Once the line holding "Query: woman's lips" is found in the listing below, write it out and each later line exactly, up to and including the one holding "# locate the floor".

☆ ☆ ☆ ☆

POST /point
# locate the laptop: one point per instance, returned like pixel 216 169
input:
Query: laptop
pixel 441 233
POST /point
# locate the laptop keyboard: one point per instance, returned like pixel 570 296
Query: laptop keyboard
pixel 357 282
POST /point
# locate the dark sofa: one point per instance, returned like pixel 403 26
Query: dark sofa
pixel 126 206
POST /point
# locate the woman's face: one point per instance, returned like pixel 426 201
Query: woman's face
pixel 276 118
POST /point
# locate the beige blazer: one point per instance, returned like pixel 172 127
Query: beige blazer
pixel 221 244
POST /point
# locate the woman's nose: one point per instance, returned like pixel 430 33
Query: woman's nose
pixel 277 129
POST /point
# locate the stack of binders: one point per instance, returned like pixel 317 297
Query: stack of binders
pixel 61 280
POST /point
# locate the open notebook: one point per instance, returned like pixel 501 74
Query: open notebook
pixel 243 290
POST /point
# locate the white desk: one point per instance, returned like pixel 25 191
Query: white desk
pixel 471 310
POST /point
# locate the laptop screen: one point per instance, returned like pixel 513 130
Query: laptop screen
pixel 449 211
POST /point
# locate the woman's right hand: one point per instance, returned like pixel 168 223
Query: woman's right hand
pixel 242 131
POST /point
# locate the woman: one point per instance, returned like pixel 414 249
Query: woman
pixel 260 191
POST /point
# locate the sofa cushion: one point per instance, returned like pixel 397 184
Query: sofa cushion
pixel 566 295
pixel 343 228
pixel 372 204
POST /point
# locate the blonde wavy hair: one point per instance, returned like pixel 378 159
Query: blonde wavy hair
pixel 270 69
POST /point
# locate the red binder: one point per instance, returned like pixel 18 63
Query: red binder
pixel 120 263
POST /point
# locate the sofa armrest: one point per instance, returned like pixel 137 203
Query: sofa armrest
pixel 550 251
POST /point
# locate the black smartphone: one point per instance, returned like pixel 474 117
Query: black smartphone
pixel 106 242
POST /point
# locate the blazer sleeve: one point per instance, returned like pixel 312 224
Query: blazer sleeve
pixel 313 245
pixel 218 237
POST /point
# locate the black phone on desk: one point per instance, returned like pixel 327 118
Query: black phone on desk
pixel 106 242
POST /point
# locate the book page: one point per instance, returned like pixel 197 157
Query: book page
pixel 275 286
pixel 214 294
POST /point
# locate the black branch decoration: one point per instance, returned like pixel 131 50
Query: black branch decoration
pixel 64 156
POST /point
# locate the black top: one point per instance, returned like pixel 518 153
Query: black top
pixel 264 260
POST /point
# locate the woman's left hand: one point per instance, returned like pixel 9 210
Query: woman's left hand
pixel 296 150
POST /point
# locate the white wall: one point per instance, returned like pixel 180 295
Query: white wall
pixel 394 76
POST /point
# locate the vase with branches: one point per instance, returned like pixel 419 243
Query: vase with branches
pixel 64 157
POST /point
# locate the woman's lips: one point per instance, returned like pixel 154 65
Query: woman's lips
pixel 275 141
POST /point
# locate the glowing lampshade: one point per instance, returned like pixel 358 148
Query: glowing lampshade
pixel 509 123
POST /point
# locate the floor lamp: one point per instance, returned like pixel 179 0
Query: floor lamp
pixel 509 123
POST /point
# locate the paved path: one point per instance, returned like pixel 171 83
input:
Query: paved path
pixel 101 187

☆ ☆ ☆ ☆

Solution to this exercise
Query: woman's lips
pixel 275 141
POST /point
# locate the glowing lampshade: one point per instance, returned like pixel 358 148
Query: glowing lampshade
pixel 509 123
POST /point
# locate the floor lamp: one point per instance, returned like pixel 179 0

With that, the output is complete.